▶ **Reading text**:
Open Source

FlashAttention-4: 1613 TFLOPs/s, 2.7x faster than Triton, written in Python. What it means for inference.

New Python-written kernel runs 2.7x faster than Triton on NVIDIA's latest Blackwell GPUs.

Deep Dive

FlashAttention-4 represents a major leap in inference performance, achieving a staggering 1,613 TFLOPs/s in BF16 precision on NVIDIA's Blackwell B200 GPUs. This translates to 71% hardware utilization, bringing attention computation speeds to near matrix multiplication levels. The kernel delivers 2.1-2.7x speedups over Triton and up to 1.3x improvements over cuDNN 9.13. Major frameworks are already adopting it—vLLM 0.17.0 includes automatic integration for B200 users, while PyTorch FlexAttention shows 1.2-3.2x gains over its Triton backend. The update fully supports grouped-query and multi-query attention architectures used by models like Llama, Mistral, and Gemma.

▶ **Records shown**:
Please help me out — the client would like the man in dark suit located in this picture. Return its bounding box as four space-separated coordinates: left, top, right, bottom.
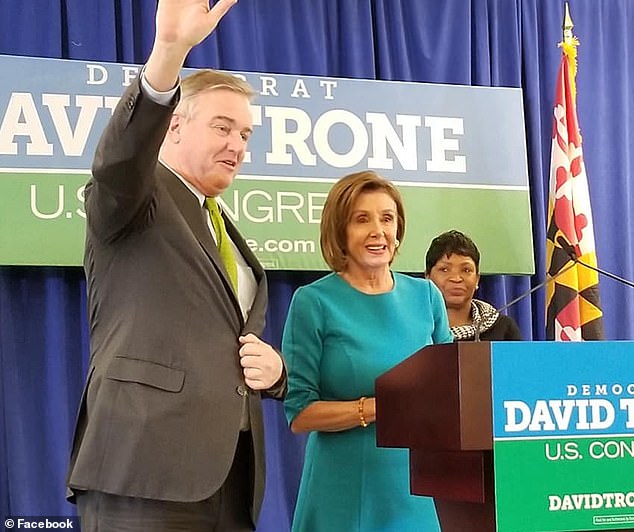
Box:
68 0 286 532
* * *
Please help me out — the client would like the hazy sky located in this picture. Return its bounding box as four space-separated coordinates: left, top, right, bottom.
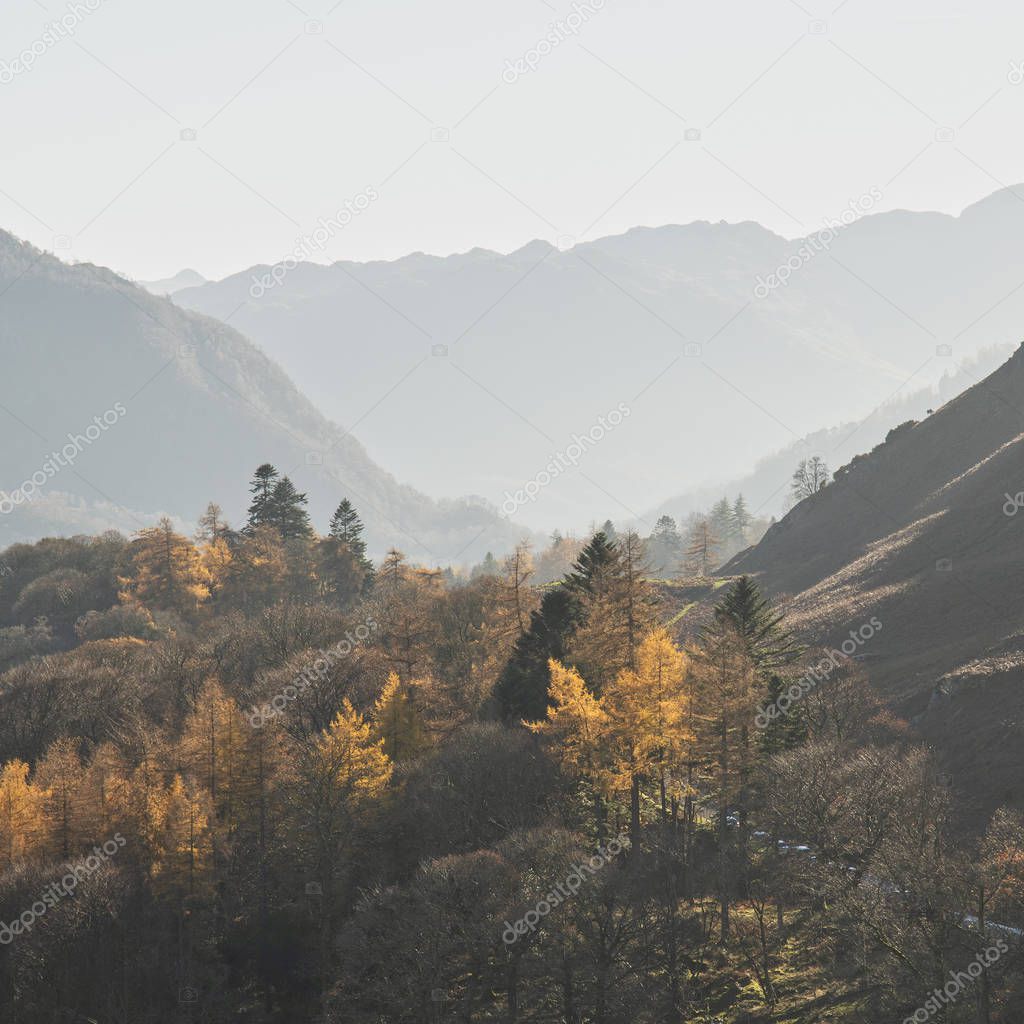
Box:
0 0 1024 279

▶ **Exercise instructions**:
• a. In the FlashAttention-4 article, what share of hardware utilization does the kernel reach on the Blackwell B200?
• b. Print the FlashAttention-4 article from "New Python-written kernel" up to and including "Mistral, and Gemma.".
The entries were taken from a different source than the FlashAttention-4 article.

▶ **List of solutions**:
• a. 71%

• b.
New Python-written kernel runs 2.7x faster than Triton on NVIDIA's latest Blackwell GPUs.

Deep Dive

FlashAttention-4 represents a major leap in inference performance, achieving a staggering 1,613 TFLOPs/s in BF16 precision on NVIDIA's Blackwell B200 GPUs. This translates to 71% hardware utilization, bringing attention computation speeds to near matrix multiplication levels. The kernel delivers 2.1-2.7x speedups over Triton and up to 1.3x improvements over cuDNN 9.13. Major frameworks are already adopting it—vLLM 0.17.0 includes automatic integration for B200 users, while PyTorch FlexAttention shows 1.2-3.2x gains over its Triton backend. The update fully supports grouped-query and multi-query attention architectures used by models like Llama, Mistral, and Gemma.